__Task item A__. Using the title page below on a visual training device for learning Chinese characters, decide whether each statement agrees with it: (i) Masutomo Miyao is listed with Waseda University; (ii) Web-based Learning appears among the keywords; (iii) the Waseda University address is in Tokyo. Answer yes or no for each, quoting the deciding words.
__Task item B__. Which part of Waseda University does the title page below on a visual training device for learning Chinese characters name?

__Passage for review__.
◇ ◇ ◇ ◇ ◇ ◇ ◇
A VISUAL TRAINING DEVICE FOR LEARNING CHINESE
CHARACTER OF CHILDREN WITH
DEVELOPMENTAL DYSLEXIA
Hanae Yamazoe, Takashi Kawai
Global Information and Telecommunication Studies, Waseda University
1011 Okuboyama, Nishi-Tomida, Honjo-shi, Saitama , 367-0035, Japan
Masutomo Miyao
National Center for Child Health and Development, 2-10-1 Okura, Setagaya-ku, Tokyo, 157-8535, Japan
Keywords: Developmental Dyslexia, Chinese character, Kanji, Visual Cognition, Web-based Learning.
◇ ◇ ◇ ◇ ◇ ◇ ◇
__Record excerpts__.

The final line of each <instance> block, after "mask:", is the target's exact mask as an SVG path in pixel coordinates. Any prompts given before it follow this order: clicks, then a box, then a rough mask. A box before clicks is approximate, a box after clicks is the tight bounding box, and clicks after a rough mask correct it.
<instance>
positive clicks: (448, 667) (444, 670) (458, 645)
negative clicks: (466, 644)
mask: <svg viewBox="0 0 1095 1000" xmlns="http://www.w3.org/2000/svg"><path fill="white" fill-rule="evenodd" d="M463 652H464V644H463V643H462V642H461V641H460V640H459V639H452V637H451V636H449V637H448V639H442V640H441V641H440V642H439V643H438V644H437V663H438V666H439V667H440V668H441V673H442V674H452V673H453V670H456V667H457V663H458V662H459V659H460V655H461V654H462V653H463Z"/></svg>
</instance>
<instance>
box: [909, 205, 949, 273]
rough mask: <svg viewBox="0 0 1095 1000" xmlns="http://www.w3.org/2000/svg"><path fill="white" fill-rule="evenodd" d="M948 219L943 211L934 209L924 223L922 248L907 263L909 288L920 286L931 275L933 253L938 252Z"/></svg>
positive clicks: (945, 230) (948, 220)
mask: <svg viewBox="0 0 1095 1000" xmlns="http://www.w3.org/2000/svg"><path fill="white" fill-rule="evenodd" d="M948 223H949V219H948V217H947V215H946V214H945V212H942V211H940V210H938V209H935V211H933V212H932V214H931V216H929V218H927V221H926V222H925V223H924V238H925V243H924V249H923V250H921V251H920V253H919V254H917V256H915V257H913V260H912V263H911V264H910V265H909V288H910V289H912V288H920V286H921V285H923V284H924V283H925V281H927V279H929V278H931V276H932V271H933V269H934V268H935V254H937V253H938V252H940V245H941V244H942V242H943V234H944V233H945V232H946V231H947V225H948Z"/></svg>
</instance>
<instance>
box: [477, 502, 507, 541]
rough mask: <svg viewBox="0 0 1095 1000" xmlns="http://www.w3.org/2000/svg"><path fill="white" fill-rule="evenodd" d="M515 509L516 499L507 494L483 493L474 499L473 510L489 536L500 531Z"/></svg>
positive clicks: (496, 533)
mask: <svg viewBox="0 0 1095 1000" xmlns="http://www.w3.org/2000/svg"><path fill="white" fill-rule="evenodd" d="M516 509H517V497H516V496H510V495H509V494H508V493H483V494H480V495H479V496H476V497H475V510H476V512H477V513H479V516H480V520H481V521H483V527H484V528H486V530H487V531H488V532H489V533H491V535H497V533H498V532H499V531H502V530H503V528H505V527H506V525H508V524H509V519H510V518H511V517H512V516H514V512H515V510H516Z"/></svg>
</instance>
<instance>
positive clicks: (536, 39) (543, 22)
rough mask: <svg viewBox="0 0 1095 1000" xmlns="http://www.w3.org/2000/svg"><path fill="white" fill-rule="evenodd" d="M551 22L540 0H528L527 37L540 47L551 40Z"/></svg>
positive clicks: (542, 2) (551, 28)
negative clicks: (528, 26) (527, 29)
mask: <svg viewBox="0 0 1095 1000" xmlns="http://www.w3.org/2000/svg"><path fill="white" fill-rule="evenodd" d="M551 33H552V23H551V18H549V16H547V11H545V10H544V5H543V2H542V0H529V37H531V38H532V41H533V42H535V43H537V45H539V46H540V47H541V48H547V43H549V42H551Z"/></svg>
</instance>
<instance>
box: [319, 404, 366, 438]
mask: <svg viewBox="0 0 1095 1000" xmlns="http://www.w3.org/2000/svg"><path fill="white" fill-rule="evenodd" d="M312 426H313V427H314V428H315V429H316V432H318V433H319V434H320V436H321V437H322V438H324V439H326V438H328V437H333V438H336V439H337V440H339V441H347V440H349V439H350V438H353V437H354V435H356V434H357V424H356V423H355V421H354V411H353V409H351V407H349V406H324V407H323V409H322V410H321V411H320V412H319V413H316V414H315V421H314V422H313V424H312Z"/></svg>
◇ ◇ ◇ ◇ ◇ ◇ ◇
__Response A__.
(i) No: "National Center for Child Health and Development"
(ii) Yes: "Web-based Learning"
(iii) No: "Honjo-shi, Saitama"

__Response B__. Global Information and Telecommunication Studies